_GOAL_:
Extract every row below verbatim and leave out the pictures.

____________

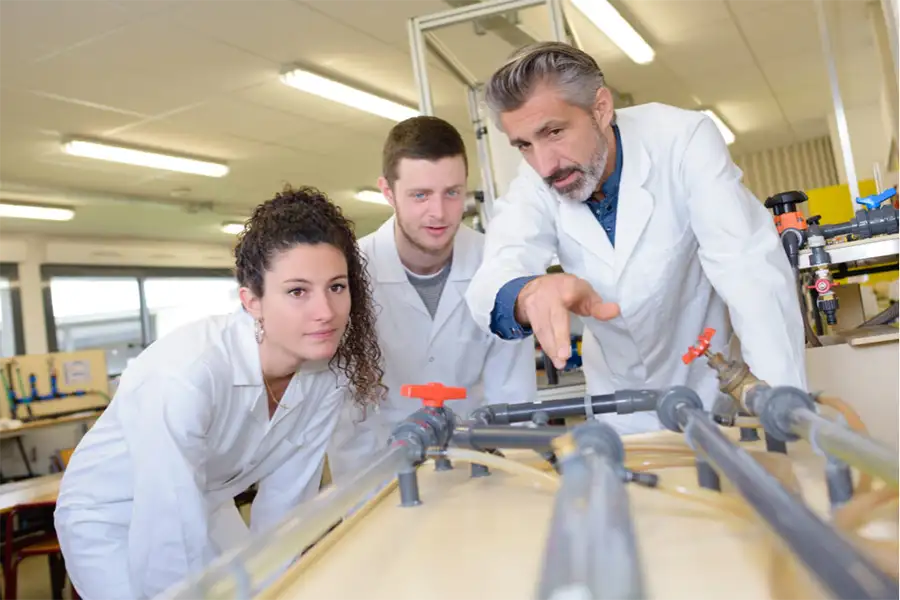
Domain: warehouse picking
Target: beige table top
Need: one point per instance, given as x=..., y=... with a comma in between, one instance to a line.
x=49, y=422
x=484, y=538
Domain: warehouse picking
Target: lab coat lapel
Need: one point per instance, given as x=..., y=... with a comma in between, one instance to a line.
x=635, y=202
x=579, y=222
x=465, y=262
x=389, y=271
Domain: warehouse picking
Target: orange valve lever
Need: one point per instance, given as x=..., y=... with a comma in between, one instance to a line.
x=433, y=394
x=702, y=346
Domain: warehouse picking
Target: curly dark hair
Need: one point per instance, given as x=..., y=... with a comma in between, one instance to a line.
x=305, y=215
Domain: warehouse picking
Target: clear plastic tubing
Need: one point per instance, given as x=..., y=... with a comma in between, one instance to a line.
x=241, y=574
x=839, y=566
x=591, y=552
x=841, y=442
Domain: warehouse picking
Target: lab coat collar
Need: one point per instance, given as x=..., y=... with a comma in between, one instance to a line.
x=247, y=370
x=635, y=202
x=389, y=270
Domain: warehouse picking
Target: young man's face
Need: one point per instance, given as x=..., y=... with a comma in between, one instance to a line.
x=429, y=199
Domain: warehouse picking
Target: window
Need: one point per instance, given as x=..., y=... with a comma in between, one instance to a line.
x=173, y=302
x=11, y=335
x=123, y=311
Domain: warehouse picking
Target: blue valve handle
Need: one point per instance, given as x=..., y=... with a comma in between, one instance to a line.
x=873, y=202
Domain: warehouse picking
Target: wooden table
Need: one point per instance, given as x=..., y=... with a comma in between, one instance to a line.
x=485, y=538
x=28, y=491
x=41, y=424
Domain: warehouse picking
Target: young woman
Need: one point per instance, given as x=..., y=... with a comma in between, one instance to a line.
x=221, y=404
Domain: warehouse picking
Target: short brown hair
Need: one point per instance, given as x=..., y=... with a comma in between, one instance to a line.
x=424, y=137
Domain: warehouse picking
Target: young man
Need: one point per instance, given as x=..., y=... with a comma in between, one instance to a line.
x=657, y=237
x=420, y=262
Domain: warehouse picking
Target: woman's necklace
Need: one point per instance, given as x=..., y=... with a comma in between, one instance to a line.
x=272, y=397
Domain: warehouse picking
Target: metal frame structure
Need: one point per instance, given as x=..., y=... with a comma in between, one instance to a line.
x=422, y=39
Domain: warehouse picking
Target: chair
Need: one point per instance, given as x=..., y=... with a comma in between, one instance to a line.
x=43, y=543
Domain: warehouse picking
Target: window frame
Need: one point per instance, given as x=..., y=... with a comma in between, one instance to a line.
x=11, y=272
x=141, y=274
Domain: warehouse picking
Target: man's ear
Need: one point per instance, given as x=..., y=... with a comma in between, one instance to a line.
x=603, y=108
x=250, y=302
x=386, y=190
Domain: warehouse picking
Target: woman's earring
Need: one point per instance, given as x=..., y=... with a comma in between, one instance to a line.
x=258, y=331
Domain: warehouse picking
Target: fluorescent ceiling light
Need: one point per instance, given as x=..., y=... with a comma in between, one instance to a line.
x=371, y=196
x=144, y=158
x=346, y=95
x=232, y=228
x=34, y=211
x=620, y=32
x=720, y=125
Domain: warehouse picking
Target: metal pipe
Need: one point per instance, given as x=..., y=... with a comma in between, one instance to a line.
x=247, y=570
x=591, y=550
x=845, y=444
x=445, y=55
x=489, y=189
x=486, y=437
x=417, y=51
x=835, y=562
x=840, y=115
x=471, y=12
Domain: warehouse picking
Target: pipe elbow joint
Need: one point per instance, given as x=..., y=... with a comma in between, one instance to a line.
x=775, y=407
x=671, y=401
x=600, y=438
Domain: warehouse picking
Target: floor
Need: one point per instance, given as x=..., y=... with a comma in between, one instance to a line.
x=34, y=579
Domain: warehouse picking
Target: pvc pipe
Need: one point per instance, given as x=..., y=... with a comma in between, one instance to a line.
x=591, y=550
x=250, y=568
x=841, y=442
x=834, y=561
x=486, y=437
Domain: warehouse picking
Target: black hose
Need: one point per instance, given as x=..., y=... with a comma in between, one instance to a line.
x=886, y=316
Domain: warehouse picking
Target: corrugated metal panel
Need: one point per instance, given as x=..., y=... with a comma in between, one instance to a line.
x=801, y=166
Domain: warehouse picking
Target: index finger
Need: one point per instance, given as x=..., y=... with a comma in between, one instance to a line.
x=559, y=323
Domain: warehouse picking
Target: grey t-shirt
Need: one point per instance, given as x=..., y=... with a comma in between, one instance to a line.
x=430, y=287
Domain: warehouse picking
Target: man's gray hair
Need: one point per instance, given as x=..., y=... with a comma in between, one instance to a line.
x=573, y=72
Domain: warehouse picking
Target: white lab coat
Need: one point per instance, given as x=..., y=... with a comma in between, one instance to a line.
x=147, y=497
x=692, y=245
x=449, y=349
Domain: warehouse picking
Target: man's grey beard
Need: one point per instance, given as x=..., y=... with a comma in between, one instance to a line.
x=591, y=174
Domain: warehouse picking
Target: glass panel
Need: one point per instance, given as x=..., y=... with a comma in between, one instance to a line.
x=173, y=302
x=98, y=312
x=7, y=322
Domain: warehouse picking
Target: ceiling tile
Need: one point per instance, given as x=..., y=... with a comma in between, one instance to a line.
x=31, y=29
x=130, y=69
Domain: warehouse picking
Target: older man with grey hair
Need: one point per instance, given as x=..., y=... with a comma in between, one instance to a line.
x=656, y=234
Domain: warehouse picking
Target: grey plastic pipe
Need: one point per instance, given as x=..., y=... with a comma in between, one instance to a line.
x=591, y=550
x=243, y=573
x=835, y=562
x=842, y=442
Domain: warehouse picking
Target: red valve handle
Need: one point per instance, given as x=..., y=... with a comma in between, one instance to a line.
x=433, y=394
x=702, y=346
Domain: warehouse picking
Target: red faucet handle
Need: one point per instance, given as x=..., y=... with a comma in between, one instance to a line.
x=702, y=346
x=433, y=394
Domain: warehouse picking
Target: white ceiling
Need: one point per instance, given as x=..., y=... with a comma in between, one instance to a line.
x=201, y=77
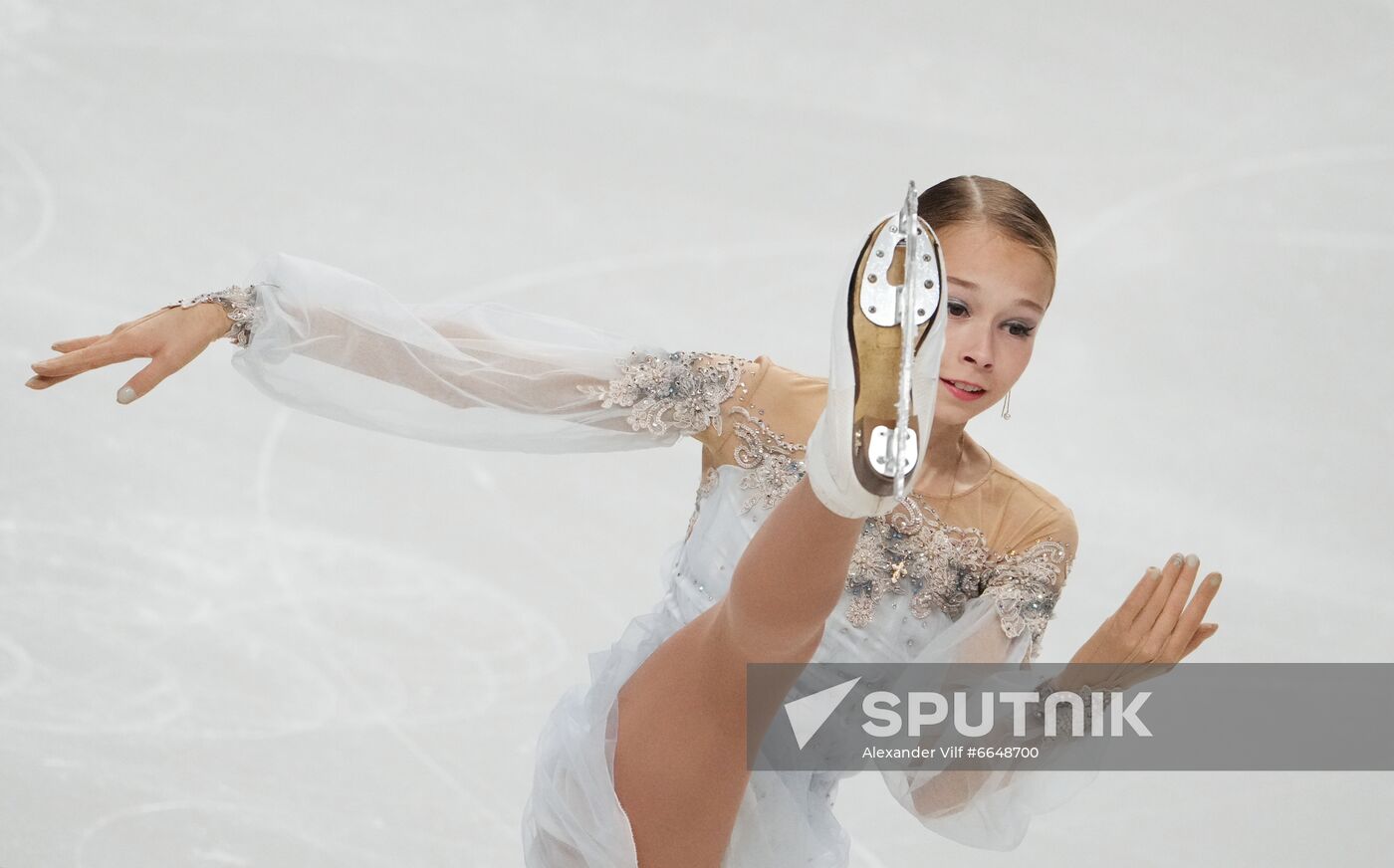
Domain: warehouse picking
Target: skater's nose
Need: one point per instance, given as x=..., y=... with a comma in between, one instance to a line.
x=976, y=345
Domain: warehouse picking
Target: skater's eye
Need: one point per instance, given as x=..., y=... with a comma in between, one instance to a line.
x=1015, y=327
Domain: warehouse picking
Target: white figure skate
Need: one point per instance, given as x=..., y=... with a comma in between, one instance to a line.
x=887, y=343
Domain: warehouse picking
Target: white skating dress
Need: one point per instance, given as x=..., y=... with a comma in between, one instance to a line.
x=971, y=578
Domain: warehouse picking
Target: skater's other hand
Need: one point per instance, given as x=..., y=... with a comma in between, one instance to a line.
x=1150, y=633
x=170, y=337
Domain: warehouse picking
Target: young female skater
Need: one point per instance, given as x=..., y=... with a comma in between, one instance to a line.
x=795, y=550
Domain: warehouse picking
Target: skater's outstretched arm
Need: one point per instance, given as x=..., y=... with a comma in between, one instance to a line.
x=1157, y=626
x=478, y=375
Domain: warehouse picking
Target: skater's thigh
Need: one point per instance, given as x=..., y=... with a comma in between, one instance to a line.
x=680, y=747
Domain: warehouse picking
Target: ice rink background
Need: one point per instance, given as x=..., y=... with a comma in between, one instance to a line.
x=239, y=635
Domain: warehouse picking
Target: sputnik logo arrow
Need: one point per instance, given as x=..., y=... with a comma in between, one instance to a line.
x=809, y=714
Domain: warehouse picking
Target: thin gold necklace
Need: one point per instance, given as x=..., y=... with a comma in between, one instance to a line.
x=957, y=464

____________

_REPLY_:
Domain: warehouse picking
Target: beige table top
Need: one point per instance, given as x=..., y=... with a comma in between, one instance to a line.
x=49, y=422
x=484, y=538
Domain: warehouse picking
Target: lab coat lapel
Need: one point per instance, given as x=..., y=... with a comma in between, one instance to a line.
x=635, y=202
x=579, y=222
x=465, y=262
x=389, y=271
Domain: warehouse picking
Target: orange valve lever
Need: one point per instance, given as x=..., y=... with a comma in between, one instance to a line.
x=433, y=394
x=702, y=346
Domain: warehouse picking
Target: curly dark hair
Need: one point per instance, given as x=..., y=... with a comma in between, one instance to a line.
x=305, y=215
Domain: warehouse picking
Target: clear plastic tubing
Need: one point per instance, given as x=..., y=... with a comma in between, one instance to a line.
x=241, y=574
x=839, y=566
x=591, y=552
x=841, y=442
Domain: warehouse picking
Target: lab coat collar
Need: one point per instance, given as x=..., y=... with a comma in between, one instance to a line.
x=247, y=370
x=635, y=202
x=389, y=270
Domain: warehouse picking
Target: young man's face
Need: one point per instance, given as x=..., y=... with a comma in between, one instance to a line.
x=429, y=199
Domain: warehouse picking
Target: window
Need: one point per instance, given as x=..., y=... with a comma in between, one instance to a line.
x=173, y=302
x=11, y=335
x=123, y=311
Domain: warehouse picking
Target: blue valve handle
Need: one point per instance, given as x=..., y=... with a comma in between, one instance to a line.
x=873, y=202
Domain: warehouse picking
Target: wooden table
Need: one point per instance, given as x=..., y=... with a comma in between, one instance to a line.
x=485, y=538
x=28, y=491
x=41, y=424
Domain: warehouse picking
Target: young woman
Need: one point per instance, given as x=..., y=... with a comma in between, one instance to a line.
x=221, y=404
Domain: warehouse picking
Target: short brown hair
Need: one point per instance, given as x=..., y=... with a comma in between, one instance to a line.
x=424, y=137
Domain: warehouse picking
Target: young man
Need: one point per instance, given as x=..., y=... with a comma in between, one instance to a line.
x=657, y=237
x=420, y=262
Domain: warehouse picking
Target: woman's necklace
Need: one point per instance, given as x=..., y=... with a comma in between, one instance to a line.
x=272, y=397
Domain: warehouse picking
Target: metal frame structure
Need: one point per instance, given as x=..., y=... with a comma in between, one instance to a line.
x=422, y=39
Domain: warehouse picking
Target: chair
Need: one point per instance, given as x=..., y=... with a comma in between, one instance to a line.
x=43, y=543
Domain: warehouse picking
Target: window frame
Need: one point per instance, given as x=..., y=... with a comma in between, one instance to a line.
x=11, y=272
x=141, y=274
Domain: warehouse picking
Target: man's ear
Need: one point per instance, given as x=..., y=... with a comma in between, one instance to a line.
x=603, y=108
x=250, y=302
x=386, y=190
Domain: warehouse picking
Target: woman's earring
Need: one point per instance, given as x=..., y=... with a comma in between, one instance to a line.
x=258, y=331
Domain: warehouse picking
Target: fluorescent ceiling light
Need: one point per instance, given as x=..., y=... with a comma in between, one instance to a line.
x=371, y=196
x=144, y=158
x=346, y=95
x=232, y=228
x=34, y=211
x=620, y=32
x=720, y=125
Domain: warehouse picking
Target: metal pipe
Need: one point per instance, given as x=..., y=... with a comma in between, one instance to a line.
x=247, y=570
x=591, y=550
x=845, y=444
x=445, y=55
x=489, y=189
x=486, y=437
x=417, y=51
x=835, y=562
x=840, y=115
x=471, y=12
Domain: warehouse picking
Target: pipe elbow joint
Need: one point per instance, given as x=..., y=... with a comma in between, one instance to a line.
x=775, y=407
x=671, y=401
x=600, y=438
Domain: warehouse picking
Target: floor
Need: one point per instance, given as x=..., y=... with a comma in between, one instance to a line.
x=34, y=579
Domain: warehouse picking
Target: pvc pipe
Need: one point per instance, given as x=..., y=... with a comma in between, one instance to a line.
x=591, y=550
x=250, y=568
x=841, y=442
x=834, y=561
x=486, y=437
Domain: warehouse picking
Target: black hose
Need: one point per instance, given as x=..., y=... with a comma in between, one instance to a line.
x=886, y=316
Domain: warehouse picking
Target: corrugated metal panel
Need: one point per instance, given as x=..., y=... with a comma in between, one instance to a line.
x=801, y=166
Domain: warehouse picking
Target: index finger
Need: one point per instance, given as x=..., y=... with a comma in between, one instance to a line.
x=559, y=323
Domain: warehouse picking
Target: grey t-shirt
Need: one point per instance, given as x=..., y=... with a comma in between, one instance to a line.
x=430, y=287
Domain: warehouse picking
Target: man's gray hair
Need: one point per instance, given as x=..., y=... with a comma in between, one instance to a line.
x=573, y=72
Domain: warehouse picking
Target: white lab coat
Need: one point per instance, given as x=..., y=... with a comma in between, one instance to a line.
x=147, y=497
x=692, y=245
x=449, y=349
Domain: warehouse picking
Target: man's grey beard
Need: one point per instance, given as x=..., y=... with a comma in between, one instance to a line.
x=591, y=174
Domain: warehouse picking
Target: glass panel
Need: one point per instance, given as x=..., y=... with a comma in between, one instance to a line.
x=173, y=302
x=98, y=312
x=7, y=322
Domain: warehouse picking
Target: ceiling tile
Need: one point per instance, given as x=..., y=... with a comma in between, one instance to a line.
x=31, y=29
x=130, y=69
Domain: warehouse picking
Target: older man with grey hair
Need: one point per instance, given as x=..., y=... with a comma in between, one instance to a line.
x=656, y=234
Domain: warehouse picking
Target: grey plastic pipe
Need: one point per instance, given as x=..., y=... with a comma in between, one instance to a line.
x=591, y=550
x=243, y=573
x=835, y=562
x=842, y=442
Domain: warehouse picking
Target: red valve handle
Need: one point per instance, given as x=..., y=... with a comma in between, one instance to a line.
x=433, y=394
x=702, y=346
Domain: warehouse picking
Target: red faucet handle
Need: one point per instance, given as x=..., y=... with a comma in between, one instance to a line.
x=702, y=346
x=433, y=394
Domain: warehouse picking
Target: white ceiling
Need: one point per instance, given as x=..., y=... with a comma in between, one instance to a line.
x=201, y=77
Domain: warehouse picking
Target: skater's nose
Need: one point per instance, given as x=..., y=... with a comma in between, one instance to a line.
x=976, y=345
Domain: warehouse picking
Target: skater's eye
Need: one point per instance, given as x=..., y=... with a comma in between, one instance to a line.
x=1015, y=327
Domain: warehouse picking
Target: white figure skate
Need: one point per instance, given as x=..., y=... with a comma in between, one instance to a line.
x=887, y=343
Domain: warehouse picking
Target: white skating dress
Need: one point per instance, given as x=..., y=... with a comma in between, one instance to a line.
x=971, y=578
Domain: warehouse picking
Target: skater's other hand
Need: one point per instance, given as x=..., y=... with a comma in between, one instance to a line.
x=1150, y=633
x=170, y=337
Domain: warehouse picking
Target: young female skater
Need: one point per instance, given as x=..., y=... with a comma in between, one instance to a line.
x=795, y=550
Domain: warehouse picking
Target: skater's outstretched arm
Need: one point per instance, given as x=..., y=... with a comma in between, one instance to a line.
x=1157, y=626
x=478, y=375
Domain: warehouse picking
Target: skater's thigh
Need: one point per instance, given as x=..., y=... with a comma in between, one instance to a line.
x=680, y=747
Domain: warehouse picking
Target: ice rink background
Need: one point per instance, given as x=..., y=... with a comma in between, one instance to a line.
x=239, y=635
Domain: warehouse picking
Target: sputnik logo arrow
Need: one point per instance, given as x=..., y=... with a comma in between, one instance to a line.
x=809, y=714
Domain: warehouse picking
Target: thin gold necklace
Need: one point per instance, given as x=..., y=... with a comma in between, one instance to a line.
x=957, y=464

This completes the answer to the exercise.